__Problem__: The response should repeat word for word every line below from the one with "105L340 122L357 123L359" to the one with "positive clicks: (205, 1423) (181, 1553)", inclusive, and nothing else; leave pictures out.

=====

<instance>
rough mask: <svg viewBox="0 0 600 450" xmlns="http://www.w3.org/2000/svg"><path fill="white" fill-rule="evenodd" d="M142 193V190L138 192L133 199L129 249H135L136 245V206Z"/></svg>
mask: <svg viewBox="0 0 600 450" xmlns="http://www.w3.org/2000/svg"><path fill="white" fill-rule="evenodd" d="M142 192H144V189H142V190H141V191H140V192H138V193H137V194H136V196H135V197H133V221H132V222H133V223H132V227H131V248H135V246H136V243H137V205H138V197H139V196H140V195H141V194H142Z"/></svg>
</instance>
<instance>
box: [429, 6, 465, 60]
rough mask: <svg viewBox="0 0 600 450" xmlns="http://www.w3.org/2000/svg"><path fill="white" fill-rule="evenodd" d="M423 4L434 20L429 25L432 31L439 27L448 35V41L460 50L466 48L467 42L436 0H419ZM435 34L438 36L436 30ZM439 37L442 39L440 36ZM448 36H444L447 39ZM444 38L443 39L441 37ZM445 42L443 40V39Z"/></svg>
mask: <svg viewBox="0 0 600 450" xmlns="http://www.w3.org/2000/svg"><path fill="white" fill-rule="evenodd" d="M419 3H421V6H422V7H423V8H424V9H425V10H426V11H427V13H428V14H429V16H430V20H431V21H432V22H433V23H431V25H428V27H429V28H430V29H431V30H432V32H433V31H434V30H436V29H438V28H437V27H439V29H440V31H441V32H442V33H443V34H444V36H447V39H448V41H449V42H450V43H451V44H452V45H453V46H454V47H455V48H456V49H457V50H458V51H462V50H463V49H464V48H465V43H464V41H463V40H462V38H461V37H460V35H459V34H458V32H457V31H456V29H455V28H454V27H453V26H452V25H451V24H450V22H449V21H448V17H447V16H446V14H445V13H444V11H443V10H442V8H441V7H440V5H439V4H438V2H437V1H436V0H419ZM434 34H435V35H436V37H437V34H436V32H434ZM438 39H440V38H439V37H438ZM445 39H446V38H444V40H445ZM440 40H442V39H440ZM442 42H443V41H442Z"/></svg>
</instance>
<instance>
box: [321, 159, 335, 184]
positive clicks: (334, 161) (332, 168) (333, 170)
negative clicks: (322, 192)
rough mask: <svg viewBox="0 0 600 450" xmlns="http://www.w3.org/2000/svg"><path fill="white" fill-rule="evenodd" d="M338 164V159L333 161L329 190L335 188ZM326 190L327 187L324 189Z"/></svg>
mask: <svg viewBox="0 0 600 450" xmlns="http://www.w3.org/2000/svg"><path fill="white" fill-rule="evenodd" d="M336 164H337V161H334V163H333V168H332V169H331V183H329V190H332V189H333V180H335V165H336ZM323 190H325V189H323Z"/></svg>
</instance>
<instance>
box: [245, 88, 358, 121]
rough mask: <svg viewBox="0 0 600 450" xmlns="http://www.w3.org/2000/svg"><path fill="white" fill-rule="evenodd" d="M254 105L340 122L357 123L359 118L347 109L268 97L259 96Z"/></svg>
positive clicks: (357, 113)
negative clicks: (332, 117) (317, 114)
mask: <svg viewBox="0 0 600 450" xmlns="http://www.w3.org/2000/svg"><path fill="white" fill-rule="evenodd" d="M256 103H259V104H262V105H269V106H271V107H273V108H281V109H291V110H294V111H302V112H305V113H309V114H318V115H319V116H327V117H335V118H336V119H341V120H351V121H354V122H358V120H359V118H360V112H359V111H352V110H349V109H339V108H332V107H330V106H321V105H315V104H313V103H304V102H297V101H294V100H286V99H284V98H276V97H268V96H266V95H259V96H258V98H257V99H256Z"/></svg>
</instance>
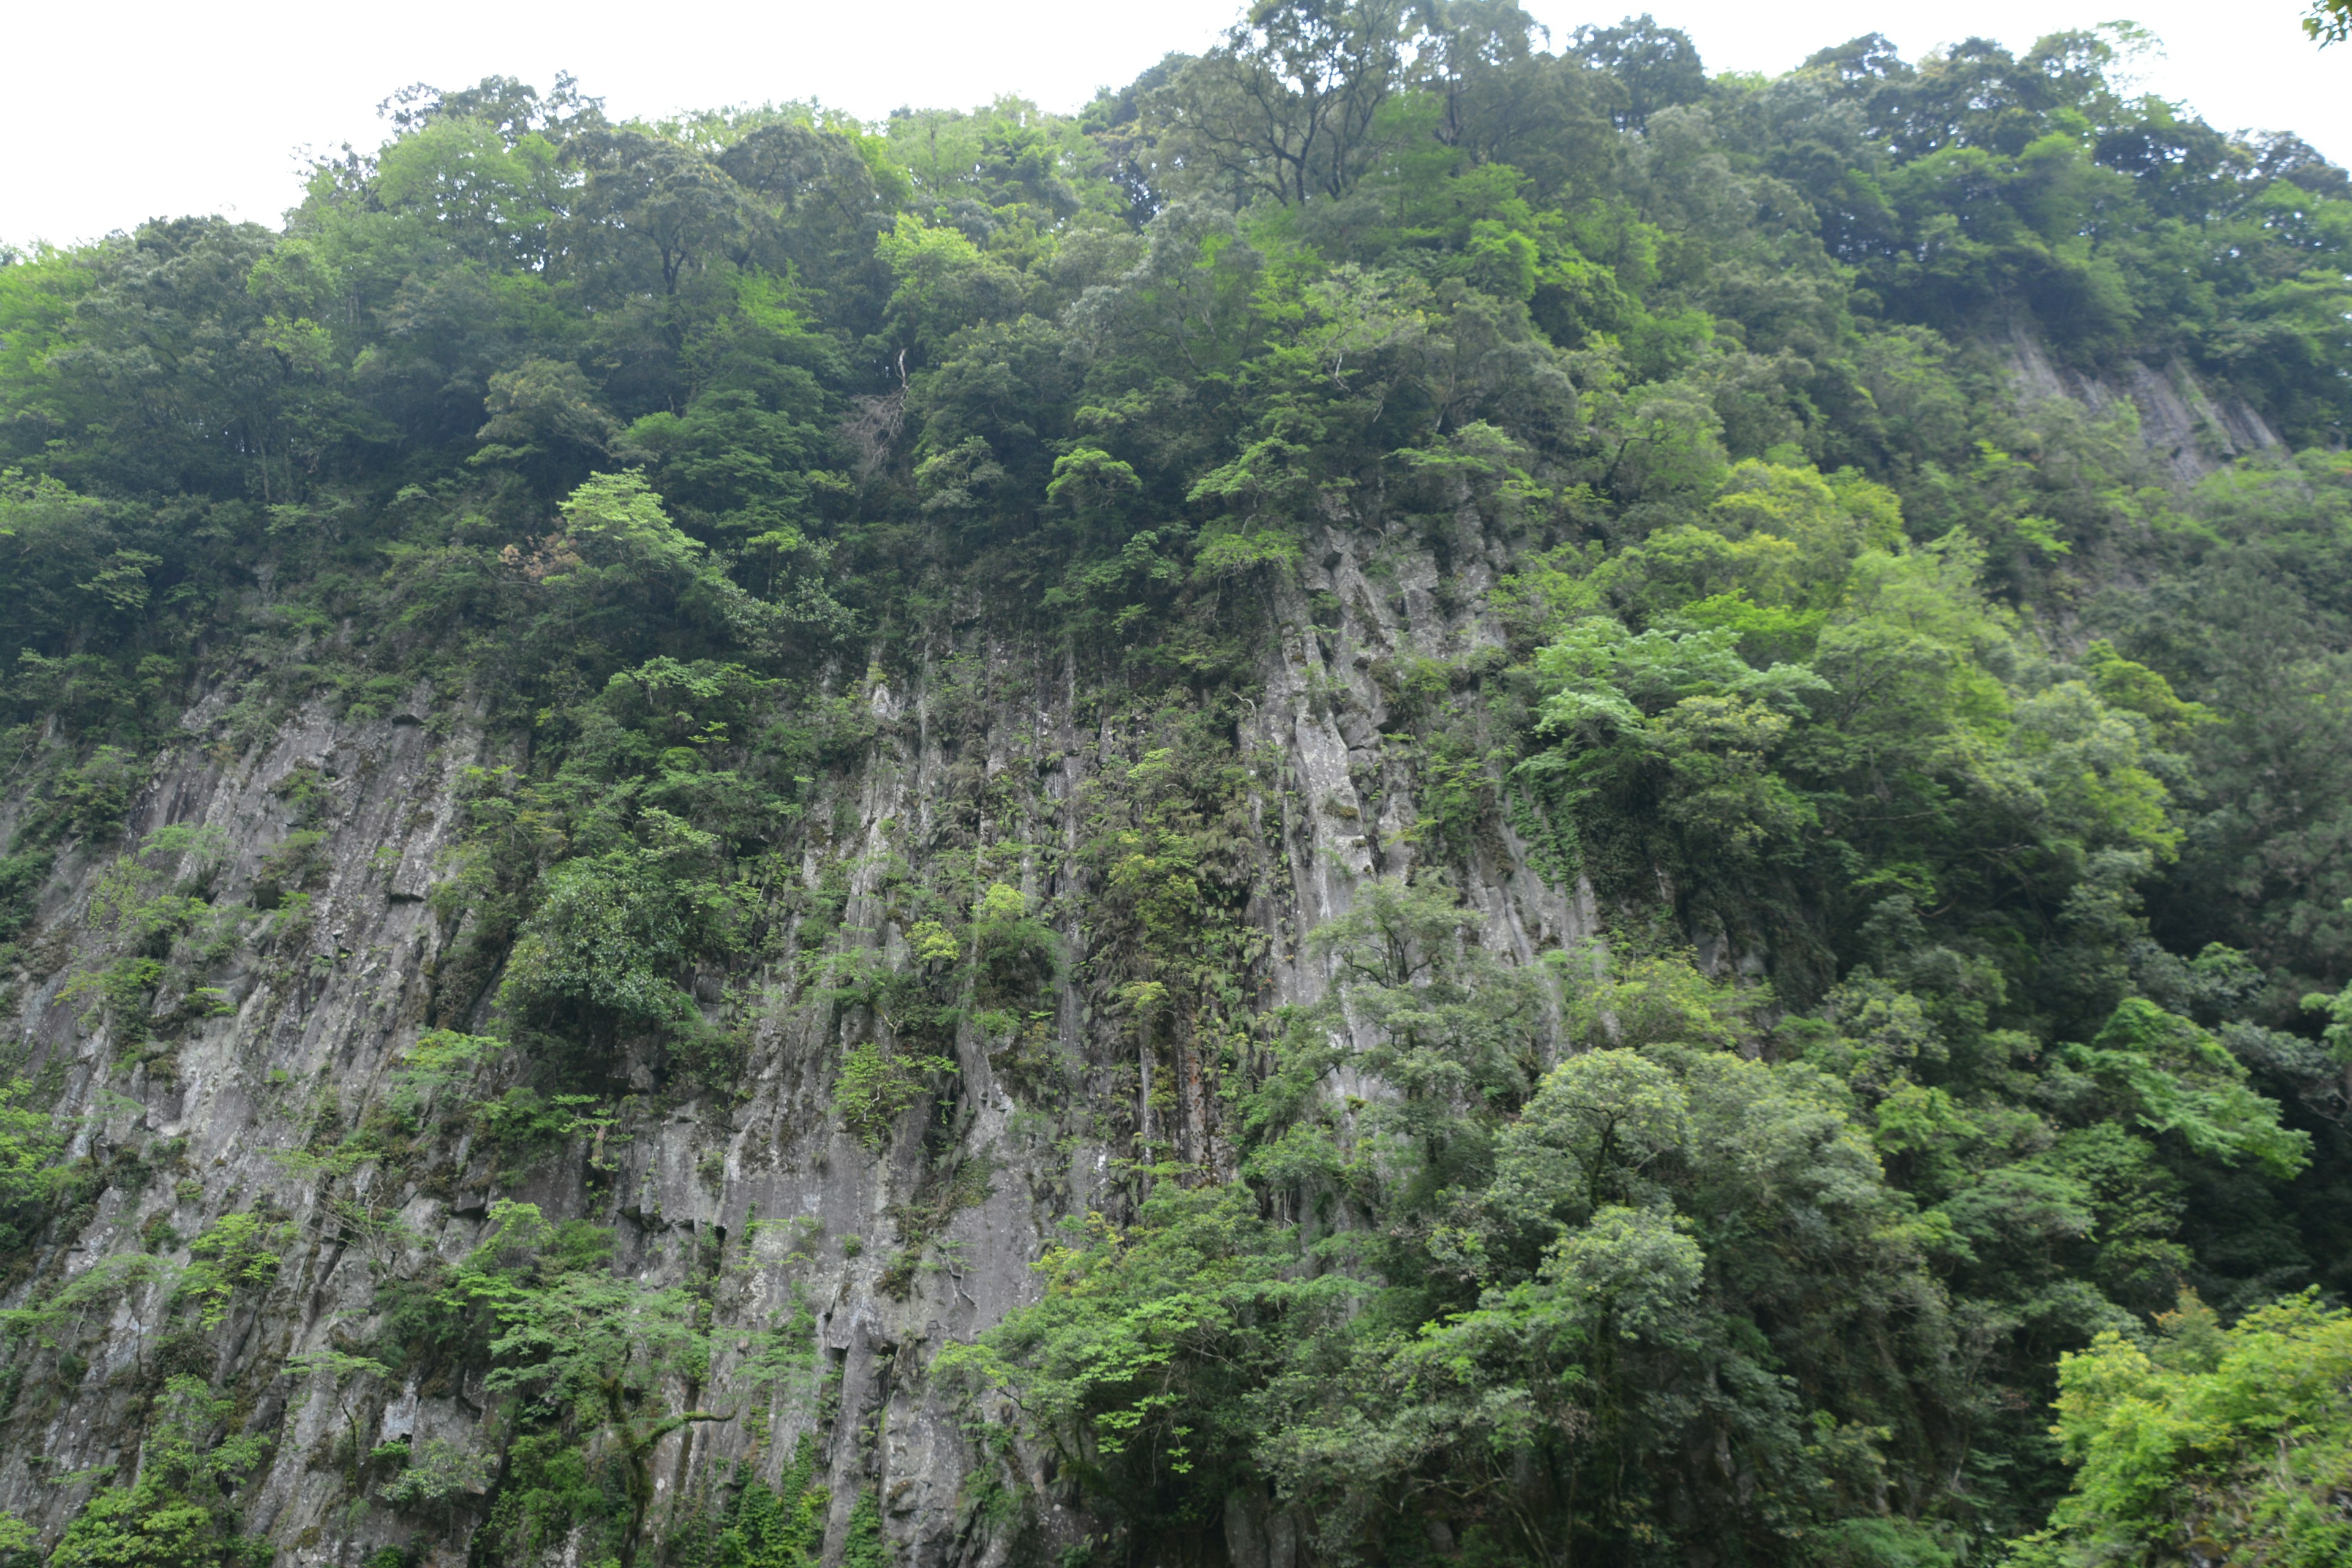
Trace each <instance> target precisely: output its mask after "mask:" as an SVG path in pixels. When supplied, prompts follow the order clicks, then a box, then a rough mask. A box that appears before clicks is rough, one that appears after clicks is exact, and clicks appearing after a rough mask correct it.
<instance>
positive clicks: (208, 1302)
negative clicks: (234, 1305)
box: [179, 1211, 294, 1328]
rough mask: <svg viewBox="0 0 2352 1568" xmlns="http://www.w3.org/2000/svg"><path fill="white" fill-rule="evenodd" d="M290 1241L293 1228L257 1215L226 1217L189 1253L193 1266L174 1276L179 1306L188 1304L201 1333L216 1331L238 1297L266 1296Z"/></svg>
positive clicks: (188, 1250) (247, 1215)
mask: <svg viewBox="0 0 2352 1568" xmlns="http://www.w3.org/2000/svg"><path fill="white" fill-rule="evenodd" d="M292 1241H294V1225H289V1222H285V1220H278V1222H270V1220H268V1218H263V1215H261V1213H254V1211H245V1213H226V1215H221V1218H219V1220H214V1222H212V1225H207V1227H205V1234H200V1237H198V1239H195V1241H191V1244H188V1251H191V1253H193V1255H195V1262H191V1265H188V1272H186V1274H181V1276H179V1300H183V1302H193V1305H195V1314H198V1324H200V1326H202V1328H219V1326H221V1324H223V1321H226V1319H228V1307H230V1302H233V1300H235V1295H238V1291H268V1288H270V1286H273V1284H278V1265H280V1262H282V1260H285V1251H287V1246H289V1244H292Z"/></svg>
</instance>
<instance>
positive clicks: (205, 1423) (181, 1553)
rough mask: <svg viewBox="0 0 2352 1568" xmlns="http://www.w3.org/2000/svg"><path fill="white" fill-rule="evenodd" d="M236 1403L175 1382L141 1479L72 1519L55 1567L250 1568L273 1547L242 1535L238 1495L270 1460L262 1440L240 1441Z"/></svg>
mask: <svg viewBox="0 0 2352 1568" xmlns="http://www.w3.org/2000/svg"><path fill="white" fill-rule="evenodd" d="M233 1410H235V1401H230V1399H219V1396H214V1394H212V1389H207V1387H205V1382H202V1380H200V1378H186V1375H183V1378H172V1382H169V1385H167V1387H165V1394H162V1399H160V1401H158V1408H155V1418H153V1425H151V1427H148V1434H146V1443H141V1448H139V1472H136V1476H134V1479H132V1481H129V1483H115V1486H106V1488H101V1490H99V1493H96V1495H94V1497H92V1500H89V1502H87V1505H82V1512H80V1514H75V1516H73V1523H68V1526H66V1533H64V1535H61V1537H59V1542H56V1549H54V1552H52V1554H49V1561H52V1563H64V1566H66V1568H252V1566H254V1563H261V1561H266V1554H268V1542H266V1540H261V1537H249V1535H245V1533H242V1528H240V1514H238V1488H240V1483H242V1481H245V1476H247V1474H249V1472H252V1469H254V1467H256V1465H259V1462H261V1460H263V1458H266V1453H268V1446H266V1441H263V1439H259V1436H249V1434H238V1429H235V1422H233V1420H230V1413H233Z"/></svg>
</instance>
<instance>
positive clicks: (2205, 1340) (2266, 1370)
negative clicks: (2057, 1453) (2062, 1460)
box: [2011, 1295, 2352, 1568]
mask: <svg viewBox="0 0 2352 1568" xmlns="http://www.w3.org/2000/svg"><path fill="white" fill-rule="evenodd" d="M2347 1375H2352V1319H2347V1314H2345V1312H2340V1309H2336V1312H2331V1309H2324V1307H2321V1305H2319V1302H2317V1300H2312V1298H2310V1295H2300V1298H2286V1300H2279V1302H2274V1305H2270V1307H2260V1309H2256V1312H2249V1314H2246V1316H2244V1319H2239V1321H2237V1324H2234V1326H2227V1328H2223V1326H2220V1321H2218V1319H2216V1316H2213V1312H2211V1309H2209V1307H2204V1302H2199V1300H2197V1298H2194V1295H2183V1300H2180V1309H2178V1312H2171V1314H2164V1316H2159V1319H2157V1333H2150V1335H2143V1338H2140V1342H2133V1340H2129V1338H2124V1335H2122V1333H2103V1335H2098V1340H2096V1342H2093V1345H2091V1347H2089V1349H2084V1352H2074V1354H2067V1356H2063V1359H2060V1363H2058V1389H2060V1392H2058V1427H2056V1429H2053V1432H2056V1436H2058V1441H2060V1443H2063V1448H2065V1455H2067V1460H2070V1462H2072V1465H2077V1472H2074V1486H2072V1490H2070V1493H2067V1495H2065V1500H2060V1502H2058V1507H2056V1512H2053V1514H2051V1528H2049V1530H2044V1533H2039V1535H2032V1537H2027V1540H2025V1542H2020V1544H2018V1549H2016V1552H2013V1556H2011V1561H2013V1563H2049V1566H2051V1568H2056V1566H2060V1563H2093V1561H2098V1563H2110V1561H2126V1563H2152V1561H2164V1559H2166V1556H2173V1554H2180V1552H2194V1554H2197V1556H2211V1559H2220V1556H2227V1561H2232V1563H2277V1566H2279V1568H2291V1566H2293V1568H2300V1566H2303V1563H2336V1561H2343V1554H2345V1549H2347V1547H2352V1526H2347V1523H2345V1519H2343V1507H2340V1495H2343V1488H2345V1481H2347V1476H2352V1399H2347V1387H2352V1382H2347Z"/></svg>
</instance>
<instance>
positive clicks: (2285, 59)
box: [0, 0, 2352, 242]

=====

__Your response__:
rough mask: <svg viewBox="0 0 600 450" xmlns="http://www.w3.org/2000/svg"><path fill="white" fill-rule="evenodd" d="M254 105L340 122L357 123L359 118L347 109L268 97L259 96Z"/></svg>
positive clicks: (357, 113)
negative clicks: (332, 117) (317, 114)
mask: <svg viewBox="0 0 600 450" xmlns="http://www.w3.org/2000/svg"><path fill="white" fill-rule="evenodd" d="M256 103H259V104H262V105H269V106H271V107H273V108H281V109H291V110H294V111H302V112H305V113H309V114H318V115H319V116H327V117H335V118H336V119H341V120H351V121H354V122H358V120H359V118H360V112H359V111H352V110H349V109H339V108H332V107H330V106H321V105H315V104H313V103H304V102H297V101H294V100H286V99H284V98H276V97H268V96H266V95H259V96H258V98H257V99H256Z"/></svg>
</instance>
Trace each <instance> target precisely: output its mask after "mask:" as an SVG path in pixels. When supplied, prompts follow the order clicks, then a box, then a rough mask. A box that appears before clicks is rough, one that appears after clicks is exact, and clicks appearing after a rough mask correct it.
<instance>
positive clicks: (208, 1302)
negative clicks: (234, 1305)
box: [179, 1211, 294, 1328]
rough mask: <svg viewBox="0 0 2352 1568" xmlns="http://www.w3.org/2000/svg"><path fill="white" fill-rule="evenodd" d="M290 1241L293 1228L257 1215L226 1217L189 1253L193 1266L174 1276L179 1306L188 1304L201 1333L216 1331L238 1297L266 1296Z"/></svg>
positive clicks: (188, 1250) (247, 1215)
mask: <svg viewBox="0 0 2352 1568" xmlns="http://www.w3.org/2000/svg"><path fill="white" fill-rule="evenodd" d="M292 1241H294V1225H289V1222H285V1220H278V1222H270V1220H268V1218H263V1215H261V1213H254V1211H245V1213H226V1215H221V1218H219V1220H214V1222H212V1225H207V1227H205V1234H200V1237H198V1239H195V1241H191V1244H188V1251H191V1253H193V1255H195V1262H191V1265H188V1272H186V1274H181V1276H179V1300H183V1302H193V1305H195V1314H198V1324H200V1326H202V1328H219V1326H221V1324H223V1321H226V1319H228V1307H230V1302H233V1300H235V1295H238V1291H268V1288H270V1286H273V1284H278V1265H280V1262H282V1260H285V1251H287V1246H289V1244H292Z"/></svg>
</instance>
<instance>
positive clicks: (205, 1423) (181, 1553)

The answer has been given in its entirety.